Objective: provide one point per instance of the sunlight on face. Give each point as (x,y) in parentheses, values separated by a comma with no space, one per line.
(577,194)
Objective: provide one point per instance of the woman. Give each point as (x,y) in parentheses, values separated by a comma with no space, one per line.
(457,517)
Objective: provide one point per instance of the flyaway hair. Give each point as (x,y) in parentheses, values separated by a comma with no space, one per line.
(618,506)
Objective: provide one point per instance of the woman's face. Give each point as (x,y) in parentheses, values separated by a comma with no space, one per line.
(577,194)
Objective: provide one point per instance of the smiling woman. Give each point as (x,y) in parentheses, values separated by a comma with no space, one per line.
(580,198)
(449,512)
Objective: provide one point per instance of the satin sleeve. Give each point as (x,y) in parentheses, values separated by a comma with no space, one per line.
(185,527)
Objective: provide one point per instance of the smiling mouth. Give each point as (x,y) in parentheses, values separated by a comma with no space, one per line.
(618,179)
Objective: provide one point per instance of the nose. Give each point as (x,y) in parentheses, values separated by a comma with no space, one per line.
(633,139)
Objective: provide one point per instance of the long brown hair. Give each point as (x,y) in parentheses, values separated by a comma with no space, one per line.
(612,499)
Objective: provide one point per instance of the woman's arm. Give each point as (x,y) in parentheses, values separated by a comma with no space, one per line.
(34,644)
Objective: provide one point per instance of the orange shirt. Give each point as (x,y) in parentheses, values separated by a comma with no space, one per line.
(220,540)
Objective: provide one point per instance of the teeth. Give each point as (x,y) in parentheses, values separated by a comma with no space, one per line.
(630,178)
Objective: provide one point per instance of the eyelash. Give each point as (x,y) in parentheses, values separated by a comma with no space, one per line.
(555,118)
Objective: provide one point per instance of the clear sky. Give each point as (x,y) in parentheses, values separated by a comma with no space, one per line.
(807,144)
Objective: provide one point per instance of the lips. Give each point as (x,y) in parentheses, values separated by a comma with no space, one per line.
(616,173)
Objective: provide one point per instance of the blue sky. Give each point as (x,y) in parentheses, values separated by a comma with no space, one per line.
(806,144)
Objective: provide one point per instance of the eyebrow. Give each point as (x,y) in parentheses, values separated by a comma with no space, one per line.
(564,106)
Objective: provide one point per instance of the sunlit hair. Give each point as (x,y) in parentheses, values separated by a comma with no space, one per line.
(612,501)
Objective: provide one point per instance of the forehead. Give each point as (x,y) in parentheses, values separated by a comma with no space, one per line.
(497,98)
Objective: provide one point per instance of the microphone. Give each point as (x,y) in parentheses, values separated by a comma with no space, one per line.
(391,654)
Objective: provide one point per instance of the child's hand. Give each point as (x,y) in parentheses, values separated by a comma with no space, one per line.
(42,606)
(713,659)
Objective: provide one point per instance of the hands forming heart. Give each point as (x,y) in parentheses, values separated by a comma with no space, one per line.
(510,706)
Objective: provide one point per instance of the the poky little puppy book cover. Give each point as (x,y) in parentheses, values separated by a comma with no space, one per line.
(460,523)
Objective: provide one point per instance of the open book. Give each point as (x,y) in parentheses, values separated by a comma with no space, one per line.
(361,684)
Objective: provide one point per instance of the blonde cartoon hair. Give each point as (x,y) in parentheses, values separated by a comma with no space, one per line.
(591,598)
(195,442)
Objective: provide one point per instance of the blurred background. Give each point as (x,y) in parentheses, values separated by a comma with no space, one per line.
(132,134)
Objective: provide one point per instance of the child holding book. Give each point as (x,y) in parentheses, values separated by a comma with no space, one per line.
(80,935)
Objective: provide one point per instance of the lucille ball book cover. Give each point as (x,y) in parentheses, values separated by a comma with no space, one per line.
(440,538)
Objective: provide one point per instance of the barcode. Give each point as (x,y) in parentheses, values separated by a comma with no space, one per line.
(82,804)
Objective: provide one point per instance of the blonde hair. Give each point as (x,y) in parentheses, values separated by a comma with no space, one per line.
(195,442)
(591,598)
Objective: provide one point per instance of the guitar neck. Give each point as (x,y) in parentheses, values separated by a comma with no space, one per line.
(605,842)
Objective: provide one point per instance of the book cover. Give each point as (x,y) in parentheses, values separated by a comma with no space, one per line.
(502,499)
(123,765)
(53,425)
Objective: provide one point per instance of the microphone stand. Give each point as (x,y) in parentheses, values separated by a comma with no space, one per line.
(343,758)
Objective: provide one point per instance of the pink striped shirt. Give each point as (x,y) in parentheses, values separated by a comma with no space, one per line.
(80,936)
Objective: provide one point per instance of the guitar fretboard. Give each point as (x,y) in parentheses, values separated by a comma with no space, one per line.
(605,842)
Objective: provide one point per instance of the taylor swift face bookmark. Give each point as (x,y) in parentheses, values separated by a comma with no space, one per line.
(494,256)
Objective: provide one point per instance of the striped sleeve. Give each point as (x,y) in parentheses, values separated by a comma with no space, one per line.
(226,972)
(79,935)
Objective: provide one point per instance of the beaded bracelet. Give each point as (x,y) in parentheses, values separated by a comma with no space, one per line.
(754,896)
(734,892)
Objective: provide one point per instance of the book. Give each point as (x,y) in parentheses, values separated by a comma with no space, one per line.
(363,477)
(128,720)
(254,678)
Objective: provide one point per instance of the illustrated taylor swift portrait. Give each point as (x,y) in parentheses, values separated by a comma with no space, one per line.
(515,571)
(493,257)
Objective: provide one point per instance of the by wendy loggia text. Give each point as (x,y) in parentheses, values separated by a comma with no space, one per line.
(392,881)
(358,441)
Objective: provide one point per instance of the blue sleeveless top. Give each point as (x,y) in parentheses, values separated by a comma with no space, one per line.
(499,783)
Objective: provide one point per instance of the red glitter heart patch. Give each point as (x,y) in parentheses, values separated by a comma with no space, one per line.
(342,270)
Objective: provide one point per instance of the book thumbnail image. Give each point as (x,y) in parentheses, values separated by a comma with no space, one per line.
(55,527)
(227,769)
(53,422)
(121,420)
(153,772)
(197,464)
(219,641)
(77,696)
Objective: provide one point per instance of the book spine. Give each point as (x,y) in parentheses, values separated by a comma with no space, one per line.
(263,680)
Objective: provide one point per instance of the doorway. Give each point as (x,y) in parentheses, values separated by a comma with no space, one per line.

:::::

• Job
Your answer should consist only of the lines from the one with "Objective: provide one point per instance of the by" through the end of the data above, reproduced exactly.

• Solution for this problem
Objective: provide one point per instance of the by wendy loggia text. Give each point as (x,y) in parentheses, values separated by a comma with no space, one per line.
(392,881)
(358,441)
Objective: provide one point per instance of the blue sleeveless top. Give each point as (x,y) in parentheses, values separated by a comma with no space, one per line.
(499,783)
Objective: provide one point per instance of the red glitter heart patch. Give each point as (x,y) in parentheses, values separated by a comma with no space, one per line.
(342,270)
Objective: provide one point per instance of the book thumbnail image. Give each point as (x,y) in parentheses, values separated by a comma with no space, one per line.
(55,527)
(227,769)
(53,422)
(121,420)
(153,772)
(197,464)
(219,641)
(77,696)
Objective: provide one point per instance of the book spine. Give each point as (x,y) in parentheses, values separated by a comma with no space, one per line.
(263,680)
Objective: provide one point per instance of the doorway. Give each point as (x,y) in parentheses, values separated by a comma with no space, one per line.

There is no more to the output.